*Provided text*:
>>

How Outdoor Hobbies Support Physical and Mental Health

Gardening and beekeeping: outdoor hobbies supporting physical and mental health.

gardening improves mental health

Photo by Ny Menghor on Unsplash

Did you know that gardening and beekeeping promote physical and emotional well-being? Both hobbies require a lot of work; however, gardening and bee enthusiasts don’t mind the labor. Plus, they are reaping many healthy rewards!

Gardening to enhance physical health

Recent studies indicate gardening is beneficial for physical well-being. Here is a breakdown of its health-boosting effects.

Increases stamina and strength

Gardening tasks such as digging and shoveling are labor-intensive, whereas raking and grass cutting require less effort. When you combine all the physical movements used in cultivating, every muscle group in the body is activated. If you maintain a regular gardening schedule, you will likely notice improvements in your strength and cardiovascular health.

Promotes vitamin D production

As long as you stay protected with sunscreen, sun exposure when gardening can actually help you by stimulating the production of vitamin D. Known as a disease fighter, vitamin D supports the bones and the immune system and is essential for maintaining bodily functions.

Aids memory and attention

One Korean-based study, published in the International Journal of Environmental Research and Public Health, found neural improvements associated with memory in a group of dementia patients who spent time gardening. Currently, Norway and the Netherlands implement Greencare programs, which promote gardening and farming for memory-impaired patients.

In addition to memory, gardening improves attention. Rather than getting distracted by phones, conversations and other people, gardeners tend to focus continually on one task. Doctors recommend exercise and outdoor activities to improve symptoms of ADHD.

<<

*Exercise objective*: Can you give the outdoor hobbies article from "Photo by Ny" to "its health-boosting effects." again, replacing "beekeeping" with "birdwatching"? The material that follows comes from a separate source.

Stored data entries:
>>

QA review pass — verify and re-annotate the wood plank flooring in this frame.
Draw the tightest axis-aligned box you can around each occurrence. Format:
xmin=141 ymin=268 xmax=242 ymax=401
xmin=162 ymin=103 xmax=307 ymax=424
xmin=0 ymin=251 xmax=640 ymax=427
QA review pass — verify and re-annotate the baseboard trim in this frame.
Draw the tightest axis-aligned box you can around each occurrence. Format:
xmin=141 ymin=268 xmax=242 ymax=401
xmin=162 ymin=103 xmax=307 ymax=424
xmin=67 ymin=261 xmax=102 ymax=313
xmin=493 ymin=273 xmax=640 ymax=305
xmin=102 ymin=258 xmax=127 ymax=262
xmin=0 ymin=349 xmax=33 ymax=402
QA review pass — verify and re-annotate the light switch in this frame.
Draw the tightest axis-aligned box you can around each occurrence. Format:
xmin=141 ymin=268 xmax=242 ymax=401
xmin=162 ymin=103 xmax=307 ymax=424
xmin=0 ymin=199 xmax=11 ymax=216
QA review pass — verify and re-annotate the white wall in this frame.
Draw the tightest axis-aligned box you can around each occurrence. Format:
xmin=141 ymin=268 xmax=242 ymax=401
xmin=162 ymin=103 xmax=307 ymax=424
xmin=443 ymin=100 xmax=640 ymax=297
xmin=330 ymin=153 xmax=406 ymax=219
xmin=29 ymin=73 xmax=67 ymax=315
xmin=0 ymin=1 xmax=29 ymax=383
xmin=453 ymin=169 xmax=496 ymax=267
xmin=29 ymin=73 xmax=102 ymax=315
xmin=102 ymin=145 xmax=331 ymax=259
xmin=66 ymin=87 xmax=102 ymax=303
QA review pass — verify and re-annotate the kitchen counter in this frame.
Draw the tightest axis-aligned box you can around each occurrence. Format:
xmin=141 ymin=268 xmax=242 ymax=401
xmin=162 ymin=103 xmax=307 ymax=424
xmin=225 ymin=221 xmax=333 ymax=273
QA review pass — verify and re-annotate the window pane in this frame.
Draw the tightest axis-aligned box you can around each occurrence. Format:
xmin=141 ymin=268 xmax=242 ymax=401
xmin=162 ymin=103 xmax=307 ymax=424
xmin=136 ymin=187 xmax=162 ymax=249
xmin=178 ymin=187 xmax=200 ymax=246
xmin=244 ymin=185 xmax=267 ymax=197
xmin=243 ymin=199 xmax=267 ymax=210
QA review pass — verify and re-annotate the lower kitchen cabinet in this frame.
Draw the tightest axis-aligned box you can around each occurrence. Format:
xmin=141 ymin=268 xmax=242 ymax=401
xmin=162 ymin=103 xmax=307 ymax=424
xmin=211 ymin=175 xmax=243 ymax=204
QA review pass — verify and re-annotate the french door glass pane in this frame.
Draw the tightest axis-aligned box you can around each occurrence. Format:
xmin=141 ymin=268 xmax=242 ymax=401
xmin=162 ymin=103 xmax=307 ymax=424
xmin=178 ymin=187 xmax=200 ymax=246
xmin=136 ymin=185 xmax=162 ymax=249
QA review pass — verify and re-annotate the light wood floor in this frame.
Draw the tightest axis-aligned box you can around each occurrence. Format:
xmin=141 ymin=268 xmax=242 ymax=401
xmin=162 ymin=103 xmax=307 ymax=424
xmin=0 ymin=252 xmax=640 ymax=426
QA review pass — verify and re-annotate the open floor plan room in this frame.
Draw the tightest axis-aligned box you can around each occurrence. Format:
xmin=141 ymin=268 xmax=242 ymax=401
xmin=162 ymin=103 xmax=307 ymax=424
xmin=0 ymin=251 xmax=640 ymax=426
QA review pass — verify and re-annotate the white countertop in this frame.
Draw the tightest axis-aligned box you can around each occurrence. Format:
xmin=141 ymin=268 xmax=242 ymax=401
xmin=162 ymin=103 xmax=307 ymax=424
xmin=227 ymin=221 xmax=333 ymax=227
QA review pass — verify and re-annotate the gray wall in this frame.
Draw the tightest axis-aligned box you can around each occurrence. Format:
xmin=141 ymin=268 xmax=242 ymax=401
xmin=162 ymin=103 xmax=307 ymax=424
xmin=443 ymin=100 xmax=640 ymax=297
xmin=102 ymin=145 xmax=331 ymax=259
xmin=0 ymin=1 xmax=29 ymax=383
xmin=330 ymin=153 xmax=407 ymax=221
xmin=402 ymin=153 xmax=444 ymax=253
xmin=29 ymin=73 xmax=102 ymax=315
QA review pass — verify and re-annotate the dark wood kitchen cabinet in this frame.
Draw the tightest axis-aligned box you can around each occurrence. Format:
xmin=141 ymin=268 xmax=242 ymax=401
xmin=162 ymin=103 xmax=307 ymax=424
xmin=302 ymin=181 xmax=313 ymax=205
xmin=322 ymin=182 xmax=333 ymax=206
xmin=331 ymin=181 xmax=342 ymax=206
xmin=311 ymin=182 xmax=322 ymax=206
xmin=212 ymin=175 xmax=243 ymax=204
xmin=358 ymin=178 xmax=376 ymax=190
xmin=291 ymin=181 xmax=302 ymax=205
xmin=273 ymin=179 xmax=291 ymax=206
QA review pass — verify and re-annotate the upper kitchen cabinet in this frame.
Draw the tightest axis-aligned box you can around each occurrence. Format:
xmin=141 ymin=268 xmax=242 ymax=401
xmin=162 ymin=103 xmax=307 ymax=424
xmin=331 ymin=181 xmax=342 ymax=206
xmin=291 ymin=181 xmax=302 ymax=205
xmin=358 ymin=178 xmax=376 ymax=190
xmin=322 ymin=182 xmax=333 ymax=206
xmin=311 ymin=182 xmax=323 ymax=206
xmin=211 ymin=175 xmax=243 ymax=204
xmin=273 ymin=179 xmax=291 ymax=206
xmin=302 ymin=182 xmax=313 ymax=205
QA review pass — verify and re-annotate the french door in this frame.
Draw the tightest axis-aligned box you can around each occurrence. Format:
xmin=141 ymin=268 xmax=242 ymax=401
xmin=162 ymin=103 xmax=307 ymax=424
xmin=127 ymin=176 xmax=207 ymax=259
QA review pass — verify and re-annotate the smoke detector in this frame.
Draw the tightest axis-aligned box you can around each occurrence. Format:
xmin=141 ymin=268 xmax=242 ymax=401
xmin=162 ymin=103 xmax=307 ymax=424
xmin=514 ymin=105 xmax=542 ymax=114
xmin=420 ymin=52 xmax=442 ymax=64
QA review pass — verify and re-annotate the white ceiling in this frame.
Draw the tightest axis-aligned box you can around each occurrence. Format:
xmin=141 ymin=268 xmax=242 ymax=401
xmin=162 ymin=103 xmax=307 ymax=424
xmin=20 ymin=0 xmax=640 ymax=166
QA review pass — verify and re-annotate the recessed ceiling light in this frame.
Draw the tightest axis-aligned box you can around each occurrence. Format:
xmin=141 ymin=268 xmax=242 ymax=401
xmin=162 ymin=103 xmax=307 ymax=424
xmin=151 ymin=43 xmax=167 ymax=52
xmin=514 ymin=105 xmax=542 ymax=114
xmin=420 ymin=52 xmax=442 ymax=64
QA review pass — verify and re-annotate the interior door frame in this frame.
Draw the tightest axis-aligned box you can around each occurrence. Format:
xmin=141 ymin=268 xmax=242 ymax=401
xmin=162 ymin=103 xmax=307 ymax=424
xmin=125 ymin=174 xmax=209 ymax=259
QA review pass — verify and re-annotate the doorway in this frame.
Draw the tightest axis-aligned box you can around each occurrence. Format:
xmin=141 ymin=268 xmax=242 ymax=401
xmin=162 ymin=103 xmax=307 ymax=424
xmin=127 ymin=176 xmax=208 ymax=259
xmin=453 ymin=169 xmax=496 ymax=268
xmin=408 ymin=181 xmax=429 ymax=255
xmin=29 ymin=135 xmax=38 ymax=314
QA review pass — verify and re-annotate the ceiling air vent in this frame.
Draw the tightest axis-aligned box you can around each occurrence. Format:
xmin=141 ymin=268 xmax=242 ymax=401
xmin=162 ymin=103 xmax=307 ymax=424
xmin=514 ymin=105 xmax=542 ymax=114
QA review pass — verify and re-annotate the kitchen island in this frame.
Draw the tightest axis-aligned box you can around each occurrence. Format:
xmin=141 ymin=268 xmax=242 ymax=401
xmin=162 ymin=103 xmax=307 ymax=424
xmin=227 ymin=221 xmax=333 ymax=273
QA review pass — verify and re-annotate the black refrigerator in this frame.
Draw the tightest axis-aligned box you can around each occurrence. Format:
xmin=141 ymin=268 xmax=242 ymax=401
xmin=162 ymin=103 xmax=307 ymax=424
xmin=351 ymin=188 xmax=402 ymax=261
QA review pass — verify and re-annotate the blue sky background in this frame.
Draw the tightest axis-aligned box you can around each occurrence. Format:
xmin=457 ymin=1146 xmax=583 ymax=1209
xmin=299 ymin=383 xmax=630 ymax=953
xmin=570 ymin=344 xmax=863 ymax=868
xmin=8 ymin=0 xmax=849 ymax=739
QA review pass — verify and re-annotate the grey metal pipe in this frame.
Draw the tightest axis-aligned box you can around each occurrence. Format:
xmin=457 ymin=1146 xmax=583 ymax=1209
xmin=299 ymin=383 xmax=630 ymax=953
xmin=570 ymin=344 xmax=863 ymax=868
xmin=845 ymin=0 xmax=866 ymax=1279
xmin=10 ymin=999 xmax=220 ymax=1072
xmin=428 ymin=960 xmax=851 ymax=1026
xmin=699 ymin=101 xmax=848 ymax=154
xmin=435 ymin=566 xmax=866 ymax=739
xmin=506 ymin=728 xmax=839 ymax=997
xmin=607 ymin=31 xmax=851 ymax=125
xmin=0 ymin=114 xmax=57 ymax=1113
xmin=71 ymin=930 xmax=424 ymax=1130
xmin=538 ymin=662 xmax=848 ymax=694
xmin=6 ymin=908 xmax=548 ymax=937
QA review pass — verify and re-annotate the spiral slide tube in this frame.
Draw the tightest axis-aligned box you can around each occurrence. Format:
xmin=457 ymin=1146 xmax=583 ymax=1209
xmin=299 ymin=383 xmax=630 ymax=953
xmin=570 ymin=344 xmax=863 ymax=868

<<

*Solution to the problem*:
Photo by Ny Menghor on Unsplash

Did you know that gardening and birdwatching promote physical and emotional well-being? Both hobbies require a lot of work; however, gardening and bee enthusiasts don’t mind the labor. Plus, they are reaping many healthy rewards!

Gardening to enhance physical health

Recent studies indicate gardening is beneficial for physical well-being. Here is a breakdown of its health-boosting effects.